→ Problem description
Do the following statements agree with the feature matching write-up below? For each, answer yes or no and quote the words from the write-up that decide it.
1. The detector keeps the 4000 Harris corners with the biggest Harris response.
2. Each square around an interest point is divided into 3x3 grids.
3. PCA reduces the feature vector from 128 to 64 in length.

→ Text shown
::::

Project 2: Local Feature Matching

The general structure of the algorithm I implemented was to first load each image and then find distinctive interst points in each image. I then calculated feature vectors for each interest point. I then used the feature vectors to match the most similar interest points.

Interest Point Detection

I implemented a Harris Corner Detector to find interest points. My implementation first gets the gaussian gradient of the image. I convoluted the Ixy, Ix2, and Iy2 with a larger gaussian gradiant. Then it approximates the harris response by deviding the determinant by the trace. I found the local maximums by comparing each cell with the 8 cells around them from each direction and pick the top 4000 harris corners with the biggest Harris Response.

Calculating Feature Vectors

I implement a SIFT-like feature detector in order to calculate scale-invariant features. In order to do this, I first calculated the gradient of each pixel in the image on a radian scale so I have the direction and magnitude of the derivitive at each pixel. Then for each point which I'm getting the feature vector for, I get grab a square of feature_size(default is 16) which is scaled up and down for differently sized image pairs (by using the ratio of their widths rounded to a multiple of 4). Each of the squares are divided into 4x4 grids. For each grid I calculated a histogram based on the 8 caridinal directions. For each pixel in each grid, I select the 2 buckets in the histogram which are closest to the direction and I chose and linearly interpolate and add the magnitude between the two buckets. I then concatenated all the buckets into a 128 length feature vector. I then normalized the feature vector and square rooted each element in the vector in order to minimize the effect of outliers. I also ran Principal Component Analysis(PCA) on the feature vectors to reduce the 128 length feature vector to a 32 length vector. PCA was run with the features from the 6 project images to create the PCA loadings which was used to calculate the reduced length features.

::::

→ Record extracts
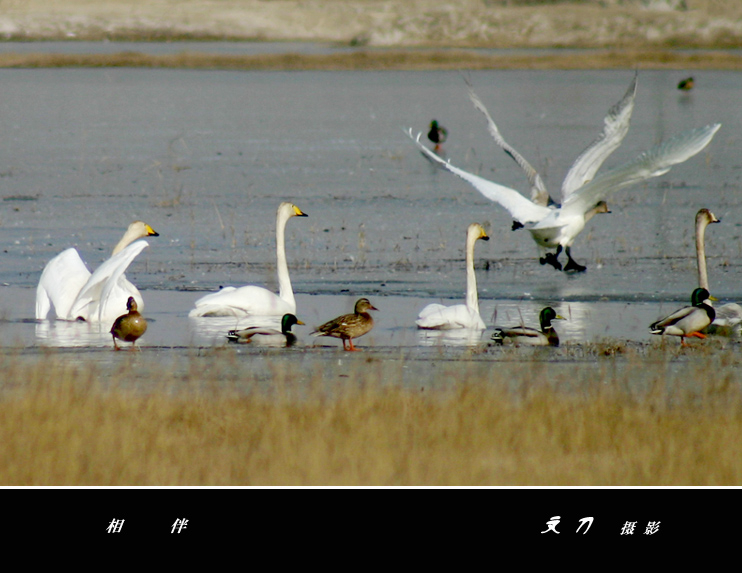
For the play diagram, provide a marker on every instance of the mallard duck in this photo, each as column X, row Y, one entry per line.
column 728, row 316
column 547, row 336
column 686, row 84
column 437, row 134
column 689, row 320
column 254, row 300
column 583, row 192
column 67, row 285
column 440, row 317
column 349, row 326
column 265, row 336
column 130, row 326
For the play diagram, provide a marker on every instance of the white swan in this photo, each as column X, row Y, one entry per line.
column 67, row 285
column 254, row 300
column 583, row 192
column 728, row 316
column 440, row 317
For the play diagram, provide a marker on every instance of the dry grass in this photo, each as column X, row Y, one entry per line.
column 206, row 422
column 388, row 60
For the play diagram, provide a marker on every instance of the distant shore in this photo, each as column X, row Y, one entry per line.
column 415, row 34
column 393, row 59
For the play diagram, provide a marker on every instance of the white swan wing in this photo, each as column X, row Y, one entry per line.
column 104, row 294
column 652, row 163
column 539, row 194
column 441, row 317
column 61, row 280
column 615, row 128
column 243, row 301
column 521, row 209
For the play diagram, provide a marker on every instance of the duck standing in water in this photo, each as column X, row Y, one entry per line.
column 689, row 320
column 437, row 134
column 266, row 336
column 525, row 335
column 130, row 326
column 349, row 326
column 686, row 85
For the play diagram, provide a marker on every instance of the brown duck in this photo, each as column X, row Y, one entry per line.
column 130, row 326
column 349, row 326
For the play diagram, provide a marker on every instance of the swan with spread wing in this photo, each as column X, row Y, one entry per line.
column 584, row 192
column 67, row 286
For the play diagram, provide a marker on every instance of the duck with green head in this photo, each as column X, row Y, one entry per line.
column 690, row 320
column 266, row 336
column 528, row 336
column 437, row 134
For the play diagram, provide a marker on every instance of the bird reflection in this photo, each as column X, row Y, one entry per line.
column 62, row 333
column 459, row 337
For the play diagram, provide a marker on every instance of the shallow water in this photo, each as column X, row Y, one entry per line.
column 206, row 156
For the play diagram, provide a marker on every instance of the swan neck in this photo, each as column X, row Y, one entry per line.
column 703, row 280
column 472, row 301
column 285, row 291
column 128, row 238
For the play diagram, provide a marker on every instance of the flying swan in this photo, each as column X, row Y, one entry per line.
column 583, row 192
column 254, row 300
column 67, row 285
column 440, row 317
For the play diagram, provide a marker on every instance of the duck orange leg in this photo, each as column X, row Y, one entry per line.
column 697, row 334
column 350, row 345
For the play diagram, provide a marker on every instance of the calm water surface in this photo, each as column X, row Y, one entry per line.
column 205, row 157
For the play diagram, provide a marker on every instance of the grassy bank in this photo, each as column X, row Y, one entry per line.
column 388, row 60
column 211, row 420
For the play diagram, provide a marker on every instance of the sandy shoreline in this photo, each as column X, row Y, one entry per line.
column 416, row 34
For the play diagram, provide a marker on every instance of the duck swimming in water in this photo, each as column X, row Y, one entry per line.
column 437, row 134
column 349, row 326
column 528, row 336
column 688, row 321
column 265, row 336
column 130, row 326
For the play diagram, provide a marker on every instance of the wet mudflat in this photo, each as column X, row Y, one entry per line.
column 206, row 156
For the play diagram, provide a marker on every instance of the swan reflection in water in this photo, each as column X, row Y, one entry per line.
column 212, row 331
column 458, row 337
column 65, row 333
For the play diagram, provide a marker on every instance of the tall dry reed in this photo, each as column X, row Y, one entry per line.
column 209, row 421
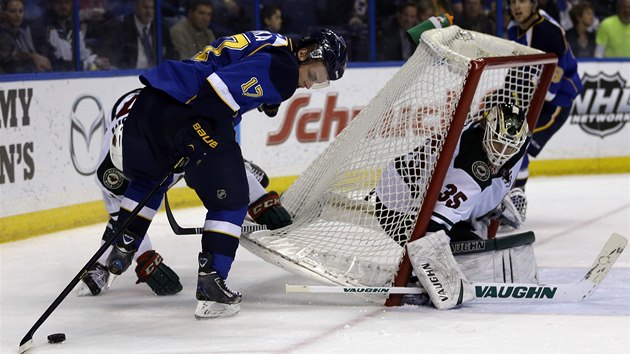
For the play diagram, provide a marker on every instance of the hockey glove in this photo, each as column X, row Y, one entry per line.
column 268, row 211
column 462, row 231
column 160, row 277
column 270, row 109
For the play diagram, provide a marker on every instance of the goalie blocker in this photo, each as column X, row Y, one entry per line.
column 448, row 279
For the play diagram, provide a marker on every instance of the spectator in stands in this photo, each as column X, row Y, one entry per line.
column 191, row 34
column 131, row 42
column 425, row 10
column 392, row 40
column 551, row 8
column 474, row 19
column 54, row 34
column 604, row 8
column 17, row 53
column 231, row 16
column 443, row 6
column 613, row 35
column 271, row 18
column 581, row 40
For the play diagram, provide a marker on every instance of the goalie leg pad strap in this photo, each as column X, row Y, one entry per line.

::::

→ Exercise answer
1. Yes: "pick the top 4000 harris corners with the biggest Harris Response"
2. No: "Each of the squares are divided into 4x4 grids."
3. No: "to reduce the 128 length feature vector to a 32 length vector"